→ Instructions to follow:
Below is a listing to write out in full, exactly as given, without its pictures.

→ Supplied information:
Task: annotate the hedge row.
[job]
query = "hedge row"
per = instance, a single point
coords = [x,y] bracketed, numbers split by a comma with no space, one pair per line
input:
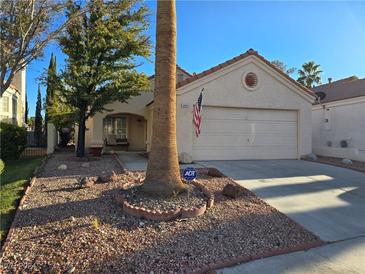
[13,140]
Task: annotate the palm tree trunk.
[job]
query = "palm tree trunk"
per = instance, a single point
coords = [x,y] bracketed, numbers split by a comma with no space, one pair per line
[163,173]
[80,150]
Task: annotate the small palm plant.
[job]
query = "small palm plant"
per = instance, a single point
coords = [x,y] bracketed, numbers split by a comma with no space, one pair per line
[310,74]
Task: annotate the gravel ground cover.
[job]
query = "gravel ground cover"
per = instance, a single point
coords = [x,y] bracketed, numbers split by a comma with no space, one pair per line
[356,165]
[64,228]
[194,198]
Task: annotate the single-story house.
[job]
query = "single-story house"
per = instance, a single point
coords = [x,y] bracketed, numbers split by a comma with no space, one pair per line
[339,119]
[13,101]
[250,110]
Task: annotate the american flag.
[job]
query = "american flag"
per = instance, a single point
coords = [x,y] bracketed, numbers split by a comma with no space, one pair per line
[197,118]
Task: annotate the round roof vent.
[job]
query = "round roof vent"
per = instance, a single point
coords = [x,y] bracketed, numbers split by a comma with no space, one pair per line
[321,95]
[251,80]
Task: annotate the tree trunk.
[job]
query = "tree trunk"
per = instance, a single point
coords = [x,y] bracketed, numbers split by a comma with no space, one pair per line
[163,172]
[80,151]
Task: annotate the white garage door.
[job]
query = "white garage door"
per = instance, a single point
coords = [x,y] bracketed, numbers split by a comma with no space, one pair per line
[240,133]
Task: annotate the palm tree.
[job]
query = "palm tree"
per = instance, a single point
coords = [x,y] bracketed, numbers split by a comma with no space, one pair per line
[309,74]
[163,173]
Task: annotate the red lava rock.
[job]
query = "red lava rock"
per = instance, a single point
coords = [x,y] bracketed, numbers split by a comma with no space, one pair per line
[87,182]
[210,202]
[213,172]
[232,191]
[104,178]
[119,198]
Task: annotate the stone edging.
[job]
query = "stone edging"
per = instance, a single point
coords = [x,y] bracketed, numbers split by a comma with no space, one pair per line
[30,182]
[246,258]
[157,215]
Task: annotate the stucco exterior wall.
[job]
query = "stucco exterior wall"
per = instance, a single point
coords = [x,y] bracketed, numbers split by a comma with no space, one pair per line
[135,105]
[16,91]
[225,88]
[337,121]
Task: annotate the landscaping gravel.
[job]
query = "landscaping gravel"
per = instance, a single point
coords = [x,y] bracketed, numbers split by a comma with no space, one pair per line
[64,228]
[194,198]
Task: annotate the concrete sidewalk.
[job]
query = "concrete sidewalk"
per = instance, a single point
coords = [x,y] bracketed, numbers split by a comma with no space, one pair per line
[343,257]
[327,200]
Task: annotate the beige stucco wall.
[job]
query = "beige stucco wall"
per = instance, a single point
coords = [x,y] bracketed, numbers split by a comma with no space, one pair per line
[17,91]
[136,105]
[225,88]
[136,126]
[139,133]
[346,121]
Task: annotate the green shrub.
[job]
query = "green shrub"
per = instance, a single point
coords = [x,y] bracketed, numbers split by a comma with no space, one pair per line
[2,166]
[13,140]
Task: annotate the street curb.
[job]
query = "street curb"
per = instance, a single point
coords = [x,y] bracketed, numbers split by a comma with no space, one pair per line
[247,258]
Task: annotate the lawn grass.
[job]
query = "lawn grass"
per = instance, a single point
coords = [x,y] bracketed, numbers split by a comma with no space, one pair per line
[12,186]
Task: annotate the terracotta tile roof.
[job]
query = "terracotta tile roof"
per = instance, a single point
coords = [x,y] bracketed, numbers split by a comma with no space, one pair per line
[346,88]
[238,58]
[183,70]
[13,87]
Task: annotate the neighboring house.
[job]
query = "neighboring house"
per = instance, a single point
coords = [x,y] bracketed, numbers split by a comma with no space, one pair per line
[12,103]
[339,119]
[251,110]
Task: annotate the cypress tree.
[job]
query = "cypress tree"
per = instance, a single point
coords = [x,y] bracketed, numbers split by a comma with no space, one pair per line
[38,119]
[26,109]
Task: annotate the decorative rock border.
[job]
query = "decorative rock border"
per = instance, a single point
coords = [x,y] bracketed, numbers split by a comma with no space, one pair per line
[245,258]
[157,215]
[31,183]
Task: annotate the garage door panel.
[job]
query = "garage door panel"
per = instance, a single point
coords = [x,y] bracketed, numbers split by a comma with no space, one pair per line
[237,154]
[233,140]
[257,127]
[249,114]
[234,134]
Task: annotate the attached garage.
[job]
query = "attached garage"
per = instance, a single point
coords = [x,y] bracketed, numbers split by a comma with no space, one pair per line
[243,133]
[251,110]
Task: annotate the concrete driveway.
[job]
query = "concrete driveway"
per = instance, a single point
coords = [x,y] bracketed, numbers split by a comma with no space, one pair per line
[329,201]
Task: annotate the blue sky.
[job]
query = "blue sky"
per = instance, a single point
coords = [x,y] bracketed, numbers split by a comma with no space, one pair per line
[209,32]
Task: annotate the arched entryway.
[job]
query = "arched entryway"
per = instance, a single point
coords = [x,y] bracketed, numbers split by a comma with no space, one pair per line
[125,131]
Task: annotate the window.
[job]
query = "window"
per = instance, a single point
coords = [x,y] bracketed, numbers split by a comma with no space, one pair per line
[14,106]
[116,126]
[180,77]
[4,104]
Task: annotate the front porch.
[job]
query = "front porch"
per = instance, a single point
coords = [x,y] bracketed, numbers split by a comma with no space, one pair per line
[124,132]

→ The answer:
Task: annotate the hedge row.
[job]
query = "hedge row"
per = instance, a single point
coords = [x,y] bracketed, numbers split by a comma with no space, one pair per line
input:
[13,140]
Task: annotate the palm tree trunk.
[job]
query = "palm tree trunk"
per = instance, a single point
coords = [x,y] bracketed, numbers split by a comma with no space, one pair per line
[163,173]
[80,150]
Task: annotate the small palm plant.
[job]
query = "small palm plant"
per = instance, a single point
coords = [x,y] bracketed, numbers split by a comma with no space, one pair per line
[310,74]
Task: annotate the gravel ground cover.
[job]
query = "gravel ground cover"
per = instance, a single point
coords = [x,y] bracketed, numbers split by a comma with no space, one pair per line
[356,165]
[64,228]
[194,198]
Task: annotate the single-story house.
[job]
query = "single-story house"
per = instance, a single point
coords = [x,y] bracketed, numbers split by a comma with no space, one pair per line
[339,119]
[13,101]
[250,110]
Task: annotate the american flag.
[job]
query = "american flag"
per = instance, a single point
coords = [x,y] bracketed, numbers split by a comma with no space, one pair per line
[197,118]
Task: annotate the round roof vent.
[job]
query = "round roof vent"
per = instance, a single point
coords = [x,y] bracketed, numbers split by a comma with no space, one pair per line
[321,95]
[251,80]
Task: annotate the tree trunk.
[job]
query = "tree trunk"
per = instance, a single point
coords = [x,y] bracketed, numbers split by a comma with no space, one pair per line
[163,172]
[80,151]
Task: annotate the white garage door.
[job]
query = "white garage door"
per = instance, a single point
coords = [x,y] bracketed, numbers split by a comma with no space, one pair per line
[240,133]
Task: annotate the palm tree.
[job]
query = "palm tree"
per = instance, a single point
coords = [x,y] bracketed, numbers split by a comma with no space, one pair per line
[309,74]
[163,173]
Task: annotate the red lava rock.
[job]
query = "red lava rock"
per = instance, a single point
coords = [x,y] bracketed, numbers split by a comma with no space, one pair per line
[87,182]
[210,202]
[213,172]
[232,191]
[104,178]
[119,198]
Task: annotate the stone edging.
[job]
query = "stone edging"
per = instance, a single point
coords = [x,y] bracketed, numbers split by a comma with no space, one pair per line
[30,182]
[246,258]
[157,215]
Task: annotate the stucco exterior wall.
[job]
query = "stucco exterior wall"
per = instance, a single point
coords = [x,y] bracketed, numbers split by a comma with no space, one pair per line
[135,105]
[16,91]
[225,88]
[337,121]
Task: annotate the landscaping gravel.
[job]
query = "landscaping gravel"
per = instance, a single point
coords = [x,y] bracketed, numbers split by a comma with no space, one pair per line
[64,228]
[194,198]
Task: annotate the concrete sidewalk.
[job]
query = "concrete sidewalk"
per = instance, a single point
coords = [x,y] bracketed, numbers split by a comma with no space, one pair per line
[343,257]
[327,200]
Task: annotate the beige stucco wall.
[job]
query = "beige stucco wall"
per = instance, a single point
coords = [x,y] bracketed, numbers split by a comma with no space, one pair per line
[17,91]
[136,105]
[225,88]
[136,126]
[139,133]
[346,121]
Task: annotate the green shrub.
[job]
query = "green shrub"
per = instance, a single point
coords = [x,y] bracketed, numbers split by a comma with no space, one pair per line
[2,166]
[13,140]
Task: annotate the street curb.
[job]
query = "street curb"
per = instance, a single point
coords = [x,y] bracketed, numbers split by a comma with no space, one pair per line
[247,258]
Task: annotate the lawn grass.
[job]
query = "lawn grass"
per = instance, a single point
coords = [x,y] bracketed, numbers split by a comma with no space, one pair per line
[12,186]
Task: annotate the terracotta tile roof.
[job]
query = "terracotta tile roof"
per = instance, a single point
coords = [x,y] bracketed, numbers split by a comma with no space, one pair per line
[346,88]
[238,58]
[183,70]
[13,87]
Task: annotate the neighboring house.
[job]
query = "neighboring house"
per = instance, a single point
coords = [x,y] bracketed, numbers split by a comma with no space, one pair per line
[12,103]
[339,119]
[251,110]
Task: annotate the cypress tree.
[job]
query = "cypress tree"
per = instance, a single point
coords = [x,y] bracketed, numbers split by a comma with no space, one pair per line
[38,119]
[26,109]
Task: annotate the decorative rock border.
[job]
query = "decorative rock border"
per = instance, a single point
coords = [x,y] bracketed, numbers split by a comma with no space, one pair per line
[245,258]
[157,215]
[31,183]
Task: annotate the garage door panel.
[job]
query = "garage door panel"
per = instance, a single point
coords = [x,y] bracketed, numbers split by a comma with no space, one pair per line
[237,154]
[233,140]
[257,127]
[249,114]
[234,134]
Task: annotate the attached garage.
[job]
query = "attached garage"
per = instance, a single point
coords = [x,y] bracketed, numbers split by a comma with no space, one pair per line
[243,133]
[251,110]
Task: annotate the concrete driveway.
[job]
query = "concrete driveway"
per = instance, a single point
coords = [x,y] bracketed, numbers split by a comma with no space, one pair per line
[329,201]
Task: annotate the blue sky.
[job]
query = "blue sky"
per = instance, a single point
coords = [x,y] bracketed, numbers split by a comma with no space, one pair per line
[209,32]
Task: annotate the arched entryway.
[job]
query = "arched entryway"
per = instance, a single point
coords = [x,y] bracketed, numbers split by a comma with no space, one pair per line
[125,131]
Task: annotate the window.
[job]
query = "window"
per = instance, a single point
coords = [x,y] bracketed, numbers split by a comma with no space, one pair per line
[14,106]
[116,126]
[180,77]
[4,104]
Task: annotate the front porch.
[job]
query = "front porch"
per = instance, a single point
coords = [x,y] bracketed, numbers split by a comma with no space, one pair per line
[124,132]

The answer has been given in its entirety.